## [TASK GOAL]
Only the text of the entries below should appear in your exact transcription; leave out every picture.

## [PROVIDED MATERIAL]

* * *

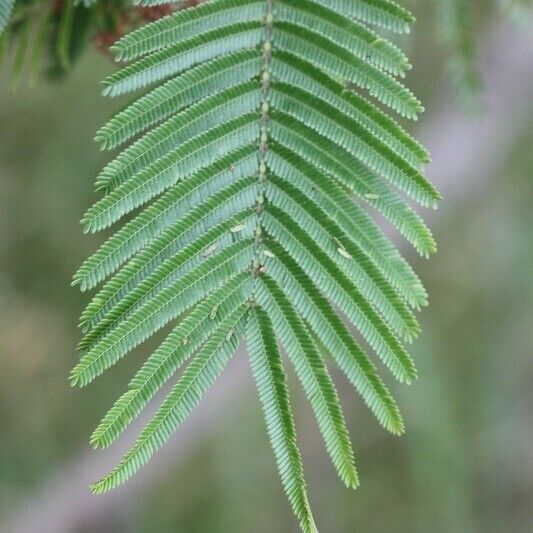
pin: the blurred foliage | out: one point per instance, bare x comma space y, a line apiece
464, 466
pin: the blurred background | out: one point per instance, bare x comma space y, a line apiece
466, 461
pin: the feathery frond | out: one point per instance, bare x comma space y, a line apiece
261, 148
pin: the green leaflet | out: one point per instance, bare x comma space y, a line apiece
273, 394
259, 156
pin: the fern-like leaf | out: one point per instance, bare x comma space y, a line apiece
257, 157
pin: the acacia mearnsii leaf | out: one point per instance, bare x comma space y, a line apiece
273, 393
313, 376
339, 344
251, 171
201, 373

* * *

## [ANSWER SPACE]
pin: the blurred foliage | out: one point per instance, bare x comma space y, a line apiece
464, 466
pin: the blurred background | out: one point per instance, bare x comma space y, a line apiece
466, 461
pin: the feathery frond | out: one point per instance, bare x comma space y, a line apiece
261, 148
pin: the green leaflet | out: one point per instance, bare x comma space y, a line apiece
273, 394
259, 156
pin: the fern-like leaf | out: one point per instance, bare x comma space y, a line apiece
257, 157
pin: the acacia mearnsii leaf | out: one point per instance, bare x comma space y, a line apiece
273, 393
313, 376
339, 344
251, 171
201, 373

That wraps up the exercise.